In the entries, find all lines that hold the word "reef" and copy them.
----- DATA TO USE
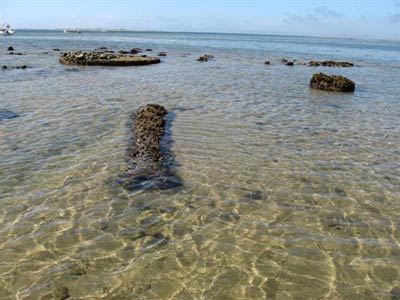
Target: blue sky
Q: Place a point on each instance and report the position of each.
(344, 18)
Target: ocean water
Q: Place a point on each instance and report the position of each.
(288, 193)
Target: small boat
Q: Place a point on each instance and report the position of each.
(76, 30)
(5, 29)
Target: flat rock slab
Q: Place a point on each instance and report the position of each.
(102, 59)
(333, 83)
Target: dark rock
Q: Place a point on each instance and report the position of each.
(395, 293)
(205, 58)
(332, 83)
(102, 59)
(255, 195)
(331, 63)
(149, 129)
(16, 67)
(150, 155)
(135, 51)
(6, 114)
(287, 62)
(62, 294)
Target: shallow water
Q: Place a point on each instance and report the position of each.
(288, 193)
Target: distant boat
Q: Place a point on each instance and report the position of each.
(72, 31)
(5, 29)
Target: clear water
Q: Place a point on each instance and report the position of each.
(288, 193)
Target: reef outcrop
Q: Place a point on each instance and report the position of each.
(103, 59)
(333, 83)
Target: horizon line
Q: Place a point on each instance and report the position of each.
(97, 29)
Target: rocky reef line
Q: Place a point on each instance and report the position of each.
(104, 59)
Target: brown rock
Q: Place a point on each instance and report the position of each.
(331, 63)
(135, 51)
(205, 57)
(332, 83)
(148, 130)
(102, 59)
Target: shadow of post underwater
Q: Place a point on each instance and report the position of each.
(151, 162)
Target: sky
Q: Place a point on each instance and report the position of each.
(340, 18)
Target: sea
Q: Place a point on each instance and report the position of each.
(286, 192)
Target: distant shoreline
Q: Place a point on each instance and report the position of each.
(105, 30)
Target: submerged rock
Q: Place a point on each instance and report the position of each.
(135, 51)
(331, 63)
(6, 114)
(150, 156)
(205, 57)
(332, 83)
(101, 59)
(14, 67)
(149, 129)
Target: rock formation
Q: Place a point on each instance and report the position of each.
----------
WRITTEN RESPONSE.
Target: reef outcrop
Target: rocky reef line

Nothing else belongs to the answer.